**ITEMS**

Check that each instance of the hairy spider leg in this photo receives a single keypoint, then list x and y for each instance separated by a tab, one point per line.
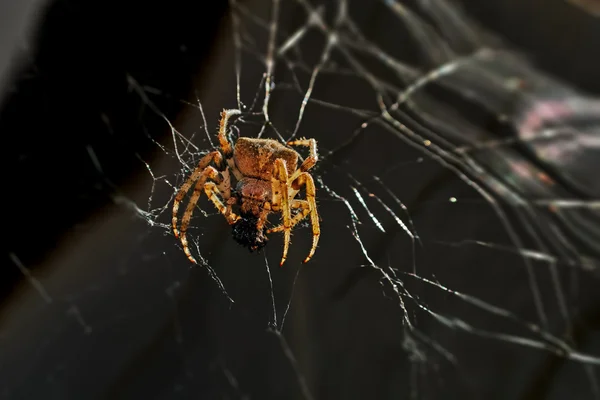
214	194
202	164
224	142
313	156
303	204
208	173
279	183
305	179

**PROBLEM TO SOLVE**
Format the rows above as a JSON list of strings, one string per line and blank lines skipped. Omit the pictures.

**WRITTEN RESPONSE**
[
  "Check that each instance of the hairy spider leg in this photo receives a single keypoint, then list x and y for each instance separated by a tab, one point per line.",
  "214\t194",
  "202\t164",
  "224\t142",
  "313\t156",
  "303\t204",
  "208\t173",
  "279\t183",
  "305\t179"
]